### PROVIDED TEXT ###
By: Shawna O’Hearn, Director, Global Health Office
After four months of education leave, I am celebrating my return to the Global Health Office with a renewed focus and commitment to the Sustainable Development Goals. In September 2018, I began a new journey to compliment my work and deepen my impact through a PhD in Health Geography.
I am honoured to work with Dr. Susan Elliott as part of her research lab: Geographies of Health in Place (GoHelP) at the University of Waterloo (https://uwaterloo.ca/geographies-of-health-in-place/). The University of Waterloo is part of the U15 and is the Canadian site for the Sustainable Development Solutions Network (SDSN). The SDSN works closely with United Nations agencies, multilateral financing institutions, the private sector, and civil society to share knowledge, engage research and help solve the interconnected economic, social, and environmental challenges confronting the world.
You might be asking, why geography? Health geography emerged in the 1990s through a debate about the expansion of ‘medical geography’ to reflect the changes in research, practice and health care settings. This change expanded the work beyond the “concerns with disease and the interests of the medical world” to focus on “well-being and broader social models of health and health care” (Kearns and Moon, 2002).
This change in understanding health care and making connections with geography were highlighted through the work of Dr. Trevor Dummer and his research published in the CMAJ. He explains that “geography and health are intrinsically linked. Where we are born, live, study and work directly influences our health experiences: the air we breathe, the food we eat, the viruses we are exposed to and the health services we can access. The social, built and natural environments affect our health and well-being in ways that are directly relevant to health policy.”
### DATASET CONTENT ###
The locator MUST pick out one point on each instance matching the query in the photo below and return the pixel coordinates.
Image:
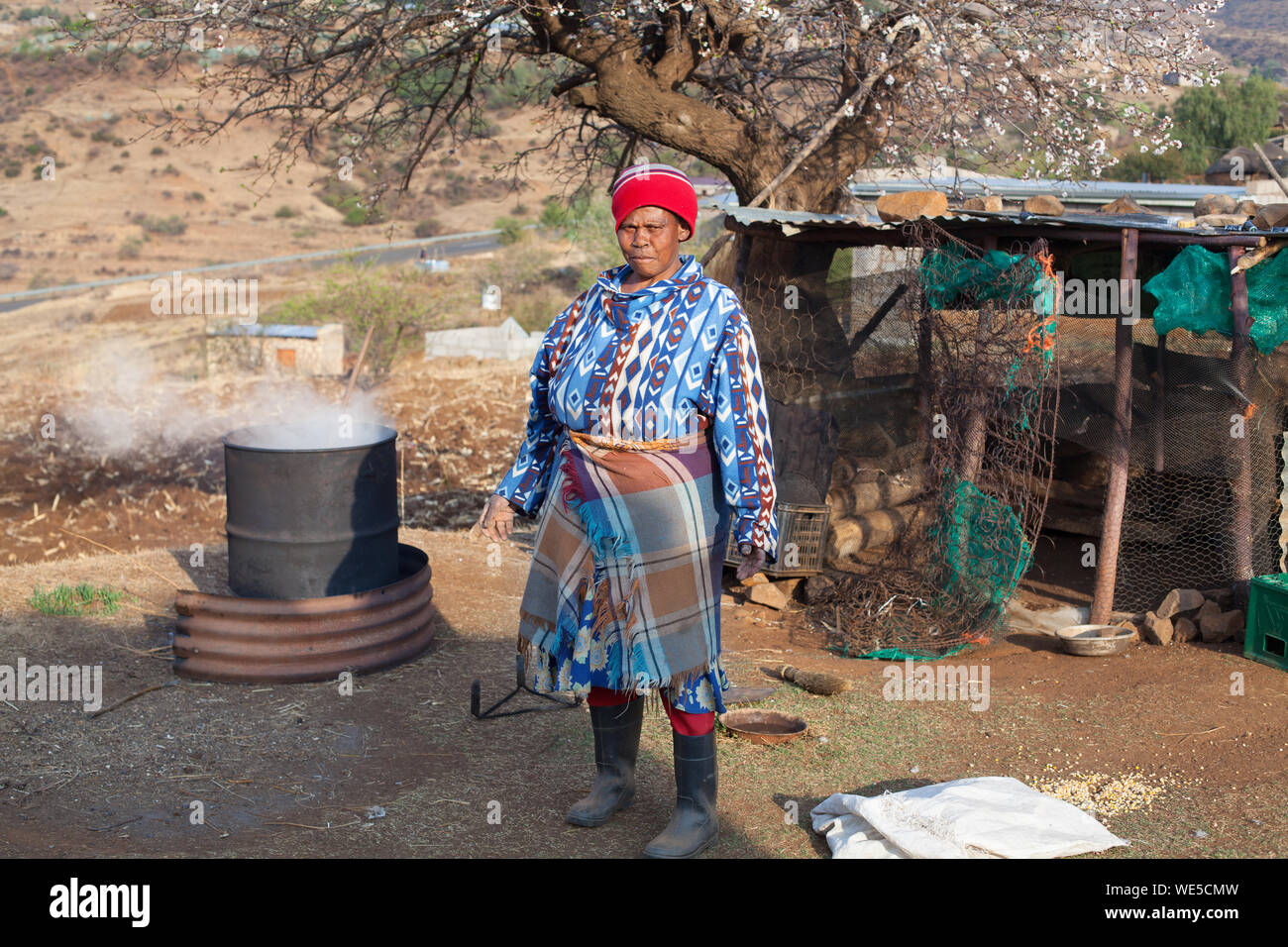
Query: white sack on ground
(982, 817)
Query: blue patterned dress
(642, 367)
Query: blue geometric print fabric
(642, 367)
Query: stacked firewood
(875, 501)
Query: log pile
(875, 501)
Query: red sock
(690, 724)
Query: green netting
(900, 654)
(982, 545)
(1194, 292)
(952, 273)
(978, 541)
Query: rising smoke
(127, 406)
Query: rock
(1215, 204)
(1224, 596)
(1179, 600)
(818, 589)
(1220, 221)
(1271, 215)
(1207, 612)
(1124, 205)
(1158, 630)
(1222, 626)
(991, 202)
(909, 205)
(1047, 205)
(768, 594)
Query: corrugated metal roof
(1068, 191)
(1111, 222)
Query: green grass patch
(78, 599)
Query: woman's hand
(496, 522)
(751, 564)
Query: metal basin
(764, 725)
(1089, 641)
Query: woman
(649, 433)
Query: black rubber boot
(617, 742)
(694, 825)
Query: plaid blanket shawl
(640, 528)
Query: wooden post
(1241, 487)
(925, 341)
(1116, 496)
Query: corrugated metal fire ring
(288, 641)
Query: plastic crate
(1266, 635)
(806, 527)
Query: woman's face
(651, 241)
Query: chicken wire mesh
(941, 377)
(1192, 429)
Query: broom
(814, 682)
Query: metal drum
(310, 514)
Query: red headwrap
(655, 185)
###
### DATASET CONTENT ###
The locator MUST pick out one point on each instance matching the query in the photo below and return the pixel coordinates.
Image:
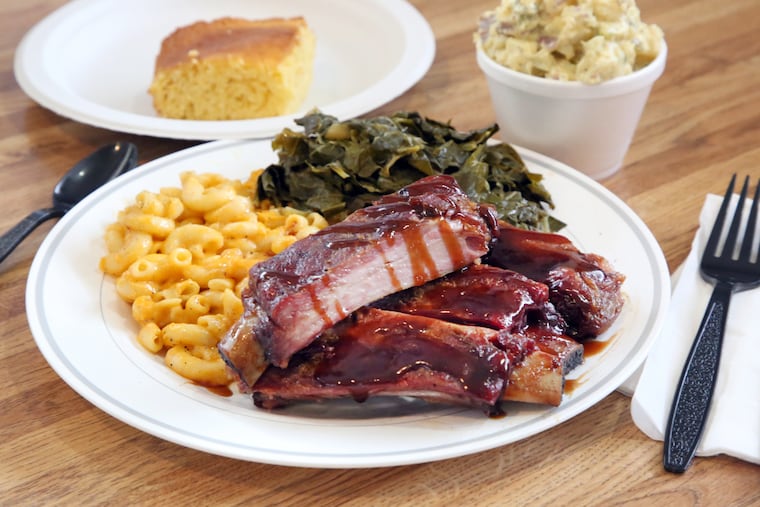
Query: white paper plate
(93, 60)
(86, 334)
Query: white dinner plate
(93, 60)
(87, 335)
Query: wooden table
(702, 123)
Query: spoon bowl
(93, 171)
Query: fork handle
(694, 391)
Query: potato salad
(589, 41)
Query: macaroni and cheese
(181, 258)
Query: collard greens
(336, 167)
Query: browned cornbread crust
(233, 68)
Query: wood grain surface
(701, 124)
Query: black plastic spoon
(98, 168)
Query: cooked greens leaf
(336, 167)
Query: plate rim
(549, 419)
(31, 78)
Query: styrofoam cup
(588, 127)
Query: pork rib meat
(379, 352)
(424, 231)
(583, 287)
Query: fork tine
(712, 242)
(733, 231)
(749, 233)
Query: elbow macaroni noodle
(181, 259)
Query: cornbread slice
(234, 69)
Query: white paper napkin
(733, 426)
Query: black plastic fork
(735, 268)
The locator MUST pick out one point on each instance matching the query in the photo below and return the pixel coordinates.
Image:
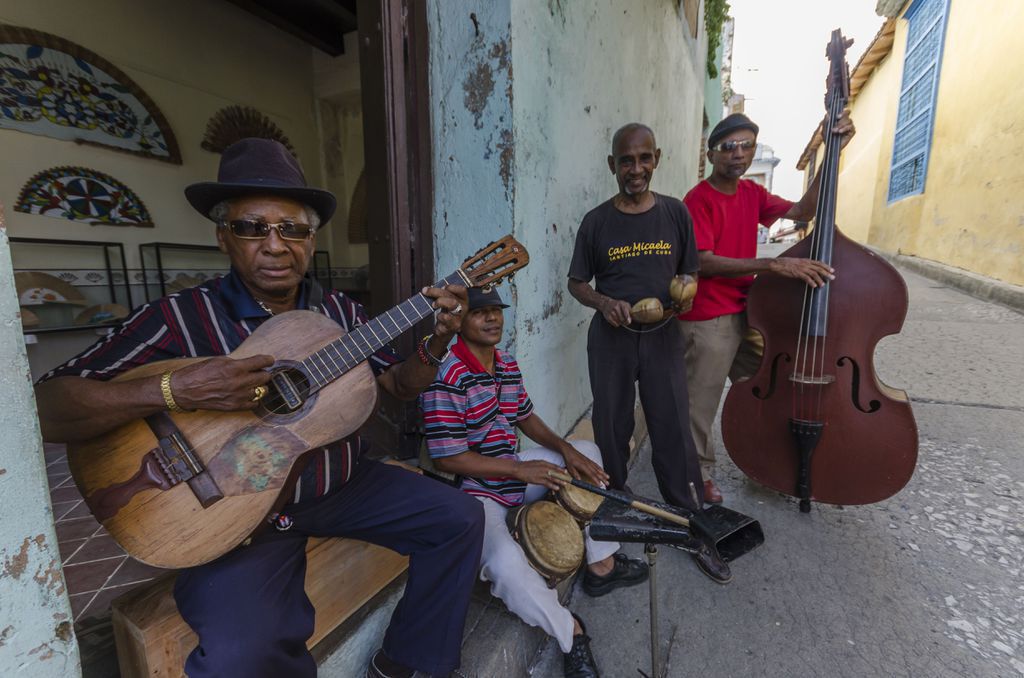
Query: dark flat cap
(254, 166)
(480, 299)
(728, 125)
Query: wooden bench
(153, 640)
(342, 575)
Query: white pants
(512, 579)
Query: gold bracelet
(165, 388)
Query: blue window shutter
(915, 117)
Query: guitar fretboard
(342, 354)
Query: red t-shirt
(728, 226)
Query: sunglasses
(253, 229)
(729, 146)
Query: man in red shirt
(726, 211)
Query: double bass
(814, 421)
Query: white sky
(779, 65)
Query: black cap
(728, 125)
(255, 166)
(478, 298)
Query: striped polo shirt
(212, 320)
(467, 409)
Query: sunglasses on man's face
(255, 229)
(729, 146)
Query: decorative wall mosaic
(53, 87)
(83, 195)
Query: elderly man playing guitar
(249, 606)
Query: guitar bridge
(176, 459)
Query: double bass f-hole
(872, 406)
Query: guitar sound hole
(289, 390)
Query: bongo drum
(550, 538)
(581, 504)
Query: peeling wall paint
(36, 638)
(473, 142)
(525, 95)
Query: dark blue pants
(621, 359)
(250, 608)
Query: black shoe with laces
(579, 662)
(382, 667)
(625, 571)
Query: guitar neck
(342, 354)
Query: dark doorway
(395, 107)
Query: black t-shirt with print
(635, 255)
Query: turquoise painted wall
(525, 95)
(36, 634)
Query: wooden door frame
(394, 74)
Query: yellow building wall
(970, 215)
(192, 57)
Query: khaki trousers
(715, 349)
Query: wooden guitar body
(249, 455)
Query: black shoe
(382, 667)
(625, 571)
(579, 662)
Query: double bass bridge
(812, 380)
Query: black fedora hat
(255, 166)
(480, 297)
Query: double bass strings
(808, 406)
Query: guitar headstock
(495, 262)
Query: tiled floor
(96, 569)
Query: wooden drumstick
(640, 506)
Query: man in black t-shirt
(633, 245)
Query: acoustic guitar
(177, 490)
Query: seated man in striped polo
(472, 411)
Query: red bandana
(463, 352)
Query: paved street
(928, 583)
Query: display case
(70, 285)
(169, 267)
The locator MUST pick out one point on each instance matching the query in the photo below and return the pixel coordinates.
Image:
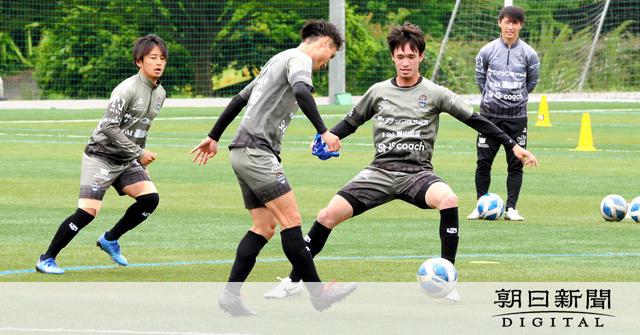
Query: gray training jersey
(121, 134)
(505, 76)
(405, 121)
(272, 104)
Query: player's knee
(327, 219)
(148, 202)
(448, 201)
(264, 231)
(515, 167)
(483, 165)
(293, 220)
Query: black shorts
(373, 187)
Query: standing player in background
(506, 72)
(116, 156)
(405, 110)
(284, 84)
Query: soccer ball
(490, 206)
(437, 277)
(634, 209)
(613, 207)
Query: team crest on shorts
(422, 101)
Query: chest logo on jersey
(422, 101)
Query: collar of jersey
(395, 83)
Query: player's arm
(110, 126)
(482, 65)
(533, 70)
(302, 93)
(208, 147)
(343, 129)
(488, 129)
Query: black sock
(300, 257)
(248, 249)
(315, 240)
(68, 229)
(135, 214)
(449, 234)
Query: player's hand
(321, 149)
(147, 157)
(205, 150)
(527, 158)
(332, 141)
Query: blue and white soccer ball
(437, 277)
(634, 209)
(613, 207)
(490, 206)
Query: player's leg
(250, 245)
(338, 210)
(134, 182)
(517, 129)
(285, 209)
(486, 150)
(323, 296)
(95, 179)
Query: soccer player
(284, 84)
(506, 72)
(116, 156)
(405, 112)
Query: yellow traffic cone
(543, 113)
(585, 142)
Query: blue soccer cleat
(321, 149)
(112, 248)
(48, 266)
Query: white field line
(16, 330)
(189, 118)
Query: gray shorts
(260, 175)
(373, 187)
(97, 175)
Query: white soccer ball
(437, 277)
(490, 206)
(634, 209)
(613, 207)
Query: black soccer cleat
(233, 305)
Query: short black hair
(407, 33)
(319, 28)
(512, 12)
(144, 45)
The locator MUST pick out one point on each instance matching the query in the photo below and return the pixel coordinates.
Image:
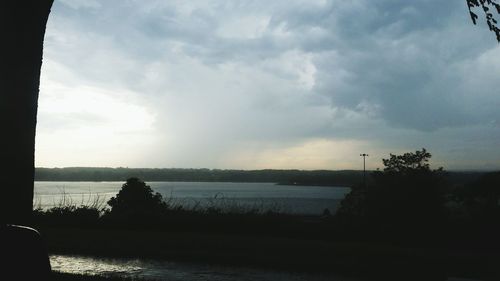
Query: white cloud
###
From the health geography text, quote the passage that opens with the words containing "You might be" and closes with "and Moon, 2002).".

You might be asking, why geography? Health geography emerged in the 1990s through a debate about the expansion of ‘medical geography’ to reflect the changes in research, practice and health care settings. This change expanded the work beyond the “concerns with disease and the interests of the medical world” to focus on “well-being and broader social models of health and health care” (Kearns and Moon, 2002).